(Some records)
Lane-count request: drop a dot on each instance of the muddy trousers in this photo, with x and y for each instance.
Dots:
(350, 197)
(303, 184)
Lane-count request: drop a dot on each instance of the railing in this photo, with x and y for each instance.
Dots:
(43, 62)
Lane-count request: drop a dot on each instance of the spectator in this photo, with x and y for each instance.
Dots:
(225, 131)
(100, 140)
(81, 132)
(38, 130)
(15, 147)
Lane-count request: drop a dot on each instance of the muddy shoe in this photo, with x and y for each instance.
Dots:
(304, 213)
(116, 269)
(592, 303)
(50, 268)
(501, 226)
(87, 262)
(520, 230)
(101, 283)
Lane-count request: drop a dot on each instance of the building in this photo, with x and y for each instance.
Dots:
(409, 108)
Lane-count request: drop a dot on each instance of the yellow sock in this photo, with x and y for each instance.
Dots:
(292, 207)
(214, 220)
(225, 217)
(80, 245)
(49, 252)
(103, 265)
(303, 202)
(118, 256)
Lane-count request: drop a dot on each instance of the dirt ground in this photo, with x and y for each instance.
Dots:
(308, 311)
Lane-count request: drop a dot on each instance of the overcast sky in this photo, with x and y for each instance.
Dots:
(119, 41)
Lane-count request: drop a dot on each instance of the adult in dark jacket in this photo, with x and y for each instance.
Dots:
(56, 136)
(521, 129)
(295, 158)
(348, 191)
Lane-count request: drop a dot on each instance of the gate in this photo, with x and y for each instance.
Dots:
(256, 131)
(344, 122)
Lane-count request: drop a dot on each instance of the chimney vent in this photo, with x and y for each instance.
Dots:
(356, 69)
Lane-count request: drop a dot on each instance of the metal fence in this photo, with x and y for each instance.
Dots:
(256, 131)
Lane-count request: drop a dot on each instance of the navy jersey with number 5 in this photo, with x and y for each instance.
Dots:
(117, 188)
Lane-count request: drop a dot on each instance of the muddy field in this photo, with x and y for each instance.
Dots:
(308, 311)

> _Task requirements_
Produce an exact copy of every entry above.

> _Output for this exercise_
Lane-count request: drop a dot on each instance of the muddy trousers in this photo, with x and y for each instance.
Dots:
(350, 197)
(303, 184)
Lane-count request: drop a dot on each instance of the railing in this photo, with x and y for each instance.
Dots:
(43, 62)
Lane-count request: drop a dot on each instance of the spectator in this photo, with x and y for each instance.
Dots:
(225, 131)
(100, 140)
(81, 132)
(38, 130)
(15, 147)
Lane-count request: drop a dot on each instance of the muddy shoe in this photo, with x and y for each instance.
Dots:
(304, 213)
(116, 269)
(592, 303)
(50, 268)
(501, 226)
(87, 262)
(520, 230)
(101, 283)
Lane-count request: drop a dot on each instance of the building in this photo, with x and y for each instance.
Dots:
(409, 108)
Lane-count request: drop a dot on each instance of the yellow sock in this photo, with x and y for each instance.
Dots:
(292, 207)
(214, 220)
(225, 217)
(80, 245)
(49, 252)
(103, 265)
(303, 202)
(118, 256)
Lane-count request: drop a dot on each instance of the dirt ground in this photo, with x and y for each instance.
Dots:
(308, 311)
Lane-count request: drop a dot on each instance of the overcast sky in this photo, with x and y for each instance.
Dots:
(119, 41)
Lane-count request: drop a dot on each instance of the adult in dark jacket in this photo, with x and y for each instance.
Dots:
(56, 136)
(521, 129)
(295, 158)
(348, 191)
Lane-count request: drop a dot on each instance of the gate in this photo, with x and y for each instance.
Dots:
(256, 131)
(344, 122)
Lane-count request: drop a dot on each instance of the chimney vent in this photo, with x and y for each instance.
Dots:
(356, 69)
Lane-count request: drop a dot on each instance of the metal fence in this photo, with x and y for each instance.
Dots:
(256, 131)
Lane-count request: drop a dot on each instance of the navy jersey with number 5 in this photo, with x and y for each instance.
Dots:
(117, 188)
Lane-count request: drop a dot on each instance of the muddy field in this photo, with x and y for each instance.
Dots:
(308, 311)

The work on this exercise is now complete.